- [Task details] Reproduce every line below in full, adding 110 to both the x and y value of each answer coordinate and leaving all other numbers as they are. Omit the pictures from your output.

- [Supplied records]
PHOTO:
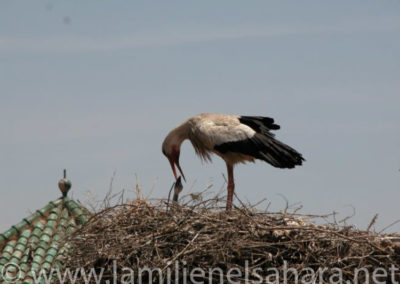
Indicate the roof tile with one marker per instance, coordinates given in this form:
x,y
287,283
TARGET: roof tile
x,y
36,242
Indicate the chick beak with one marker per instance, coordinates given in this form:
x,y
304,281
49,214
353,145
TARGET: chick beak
x,y
174,162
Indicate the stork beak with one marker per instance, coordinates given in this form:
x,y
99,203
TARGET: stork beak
x,y
174,162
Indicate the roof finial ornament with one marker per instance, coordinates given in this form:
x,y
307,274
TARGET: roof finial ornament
x,y
64,184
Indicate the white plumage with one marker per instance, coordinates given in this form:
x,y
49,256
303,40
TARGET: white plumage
x,y
234,138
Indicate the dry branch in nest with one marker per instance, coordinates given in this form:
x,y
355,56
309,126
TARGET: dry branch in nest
x,y
199,235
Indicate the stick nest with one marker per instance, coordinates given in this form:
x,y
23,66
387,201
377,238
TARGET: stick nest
x,y
144,234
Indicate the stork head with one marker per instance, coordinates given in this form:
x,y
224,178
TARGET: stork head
x,y
171,149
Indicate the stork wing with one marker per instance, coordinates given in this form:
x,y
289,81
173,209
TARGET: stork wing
x,y
209,131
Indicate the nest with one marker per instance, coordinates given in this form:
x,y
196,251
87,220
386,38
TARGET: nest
x,y
151,241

- [Expected answer]
PHOTO:
Indicate the roof tile with one marker per instance, coordinates given in this form:
x,y
287,283
TARGET: roof tile
x,y
146,352
Indicate the chick beak with one marker per instance, coordinates given in this form:
x,y
304,281
49,214
353,145
TARGET: chick beak
x,y
284,272
Indicate the stork beak with one marker per instance, coordinates given in this form:
x,y
99,203
TARGET: stork beak
x,y
284,272
Indicate the roof finial ornament with one marker per instance, coordinates given in this form:
x,y
307,274
TARGET: roof finial ornament
x,y
174,294
Indicate the white plumage with one marker per instance, coordinates given in this form:
x,y
49,256
303,40
TARGET: white plumage
x,y
344,248
Indicate the dry branch in nest with one marker per instance, coordinates given in this form:
x,y
355,56
309,126
TARGET: dry branch in nest
x,y
309,345
Indicate the stick nest with one marker per instance, coordinates given in this form:
x,y
23,66
387,201
377,238
TARGET: stick nest
x,y
254,344
Indicate the stork head with one marker per instance, coordinates given in this form:
x,y
224,178
TARGET: stork head
x,y
281,259
Indicate the stork wing with one marker per instance, coordinates given in this form:
x,y
289,81
173,209
TARGET: stork wing
x,y
319,241
Indicate the nest with one marker per instance, coordinates given in this form:
x,y
196,251
87,220
386,38
TARGET: nest
x,y
261,351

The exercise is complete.